[Start Dataset content]

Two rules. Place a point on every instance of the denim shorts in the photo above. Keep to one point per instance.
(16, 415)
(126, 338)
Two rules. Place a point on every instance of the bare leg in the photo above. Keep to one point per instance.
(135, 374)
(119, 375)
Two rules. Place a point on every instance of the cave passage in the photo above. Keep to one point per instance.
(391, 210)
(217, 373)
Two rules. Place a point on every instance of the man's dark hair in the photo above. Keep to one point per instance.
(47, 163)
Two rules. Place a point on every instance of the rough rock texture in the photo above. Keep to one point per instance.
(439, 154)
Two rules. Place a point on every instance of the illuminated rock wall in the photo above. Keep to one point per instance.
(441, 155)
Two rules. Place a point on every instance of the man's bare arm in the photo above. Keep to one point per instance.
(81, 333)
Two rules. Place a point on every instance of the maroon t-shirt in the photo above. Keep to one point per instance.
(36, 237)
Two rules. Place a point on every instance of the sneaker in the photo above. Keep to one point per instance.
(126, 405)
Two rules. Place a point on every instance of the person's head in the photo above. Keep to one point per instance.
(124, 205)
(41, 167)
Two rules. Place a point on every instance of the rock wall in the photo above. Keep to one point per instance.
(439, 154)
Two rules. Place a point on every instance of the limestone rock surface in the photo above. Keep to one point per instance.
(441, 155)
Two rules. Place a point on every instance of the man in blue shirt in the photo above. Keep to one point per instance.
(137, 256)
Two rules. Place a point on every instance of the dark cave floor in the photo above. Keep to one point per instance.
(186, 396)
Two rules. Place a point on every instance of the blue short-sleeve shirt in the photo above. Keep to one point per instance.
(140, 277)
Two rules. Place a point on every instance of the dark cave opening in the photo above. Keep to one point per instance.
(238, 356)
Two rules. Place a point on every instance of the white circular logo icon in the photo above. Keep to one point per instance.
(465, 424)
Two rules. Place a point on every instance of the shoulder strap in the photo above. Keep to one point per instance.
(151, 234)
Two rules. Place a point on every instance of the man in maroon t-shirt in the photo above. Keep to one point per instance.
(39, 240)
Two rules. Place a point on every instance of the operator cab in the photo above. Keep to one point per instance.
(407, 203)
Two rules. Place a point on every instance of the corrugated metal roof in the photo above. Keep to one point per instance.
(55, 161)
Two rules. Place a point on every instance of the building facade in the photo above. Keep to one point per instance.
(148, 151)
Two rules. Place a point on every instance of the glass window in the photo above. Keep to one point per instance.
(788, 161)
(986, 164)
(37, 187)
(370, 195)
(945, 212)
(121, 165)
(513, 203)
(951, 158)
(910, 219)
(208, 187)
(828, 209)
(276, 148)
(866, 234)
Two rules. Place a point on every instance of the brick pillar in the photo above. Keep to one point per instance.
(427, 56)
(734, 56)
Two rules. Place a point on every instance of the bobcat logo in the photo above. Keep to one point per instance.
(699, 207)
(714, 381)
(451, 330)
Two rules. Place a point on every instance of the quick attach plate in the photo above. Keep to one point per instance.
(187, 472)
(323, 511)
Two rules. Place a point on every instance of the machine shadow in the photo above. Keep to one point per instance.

[End Dataset content]

Written instruction:
Reproduce the records in full, exactly as written.

Worked answer:
Two rules. Place a point on every instance of the denim shorts in the photo above. Keep to one point per instance.
(16, 415)
(126, 338)
Two rules. Place a point on every instance of the bare leg in the photo above. Keep to one point per instance.
(135, 374)
(119, 375)
Two rules. Place a point on every instance of the cave passage in the photo above. Keep to one point per instance.
(391, 210)
(217, 373)
Two rules. Place a point on every instance of the man's dark hair in the photo above. Keep to one point per instance.
(47, 163)
Two rules. Place a point on every instance of the rough rock texture in the photo above. Keep to one point per instance.
(439, 154)
Two rules. Place a point on every instance of the illuminated rock wall in the photo above. Keep to one point per instance.
(441, 155)
Two rules. Place a point on every instance of the man's bare arm in the photo above. Keep to one point per instance.
(81, 333)
Two rules. Place a point on every instance of the maroon t-shirt in the photo above. Keep to one point per instance.
(36, 237)
Two rules. Place a point on every instance of the sneaker in the photo above. Keep to one point per instance.
(126, 405)
Two rules. Place a point on every instance of the person's head in the photo above. Keep to one point per instance.
(124, 205)
(41, 167)
Two rules. Place a point on every instance of the rock wall in the photo above. Keep to one point per instance.
(439, 154)
Two rules. Place a point on every instance of the limestone rock surface in the photo above. Keep to one point per instance.
(441, 155)
Two rules. Place a point on every instance of the man in blue shirt in the photo above. Keep to one point per instance.
(137, 256)
Two rules. Place a point on every instance of the dark cave floor in the photo above. Keep to one point per instance.
(186, 396)
Two rules. Place a point on every instance of the blue short-sleeve shirt in the photo above. Keep to one point per instance.
(140, 277)
Two rules. Place a point on every instance of the dark cave opening in the photo above. Keep to one point per instance.
(238, 356)
Two rules. Place a point on every instance of the white circular logo icon in the photo above. Keep to one point per instance.
(465, 424)
Two rules. Place a point on every instance of the shoulder strap in the photo above. Keep to one point per instance.
(151, 234)
Two rules. Place a point on every instance of the man in maroon t-shirt in the photo above. Keep to one point per instance.
(39, 240)
Two rules. Place a point on every instance of the operator cab in the photo above. Keep to one point per instance.
(407, 203)
Two rules. Place a point on every instance of the corrugated metal roof in the photo above. Keep to one point per instance.
(55, 161)
Two rules. Place a point on every instance of the building facade in the photo above. Keep to one point per instance.
(148, 151)
Two rules. Place a point on every instance of the glass window in the photo above. Keep to one point per instance.
(788, 161)
(986, 164)
(37, 187)
(370, 195)
(945, 212)
(121, 165)
(513, 203)
(951, 158)
(910, 219)
(208, 187)
(828, 209)
(276, 148)
(866, 234)
Two rules. Place a point on every instance of the brick pillar in the photo above. Keep to one point per instance.
(427, 56)
(734, 56)
Two rules. Place a point on every instance of the bobcat logo in the photo above. Keep to one point per instance.
(699, 207)
(714, 381)
(451, 330)
Two rules. Place a point on every instance of the quick attach plate in the photo above. Keep to one point per instance.
(187, 472)
(323, 511)
Two rules. Place a point on every instance of the machine shadow in the photo above. Keep to one point per instance.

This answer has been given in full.